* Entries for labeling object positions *
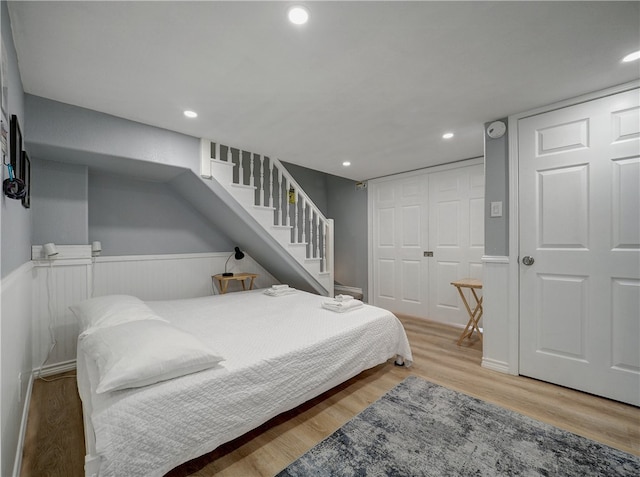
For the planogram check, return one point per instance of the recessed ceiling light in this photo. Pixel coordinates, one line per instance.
(298, 15)
(631, 57)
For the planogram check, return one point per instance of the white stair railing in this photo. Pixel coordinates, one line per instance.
(296, 210)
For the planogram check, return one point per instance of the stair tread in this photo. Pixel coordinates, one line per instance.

* TO DO *
Can you recast every line of the material above as a numbered list, skipping any blank lines and leaving the pictures out?

* THE SOLUTION *
1. For the planogram check, return one point per instance of the recessed ceiling light in this photo. Pixel coordinates, one line per instance.
2. (298, 15)
3. (631, 57)
4. For the planogram check, return one point per instance of the white stair railing in this photo. Pixel coordinates, one line per instance.
5. (296, 210)
6. For the planogram check, return one point per instance of the stair tread in this photo. Pixel coordinates, one line per instance.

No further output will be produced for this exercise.